--- DOCUMENT EXCERPT ---

Content starts

The next reason is a 1-2 punch of comfort and mental health: the climate. Longmont gets roughly 15” of rain annually, compared to Pittsburgh, which gets about 38” of rain. Not counting this summer (which was very dry for Pittsburgh), there were weeks where I had to avoid mowing parts of my lawn because it was so wet and swampy that my riding mower would sink. Planning out neighborhood walks was often a question of when the next break in the rain was going to be, and one needed to have an umbrella on hand at all times. Residents of Western Pennsylvania, even those who live nowhere near a river or creek are familiar with water getting into basements, just as a result of how rainy it gets here.
In contrast, every house listing for a rental or sale in Longmont makes mention of a sprinkler system for the lawn (to be honest I’m not sure how I feel about paying for extra water to grow grass). When we visited in June, there was a fairly heavy yet average storm that rolled through the one afternoon. At a meetup in town that evening, some folks that we met were talking about it like it was a hurricane.

Content ends

--- REQUIRED ACTION ---
According to the climate passage, how much rain does Longmont get in a year? The data that follows has no connection to the climate passage.

--- INFORMATION PROVIDED ---
Content starts

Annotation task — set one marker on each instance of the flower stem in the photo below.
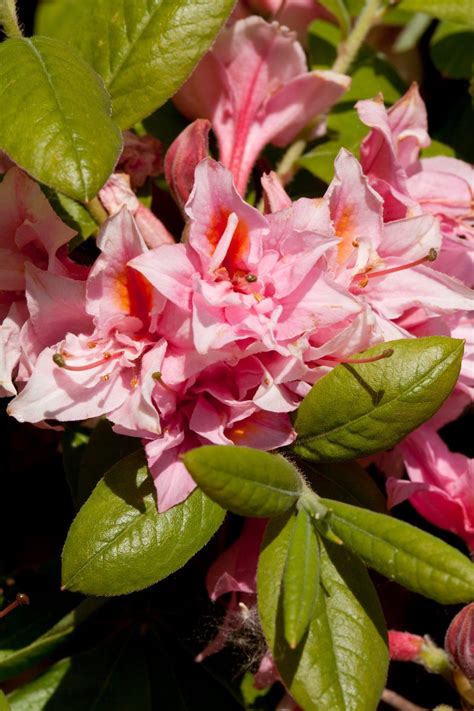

Content ends

--- RESULT FOR THIS TASK ---
Roughly 15 inches.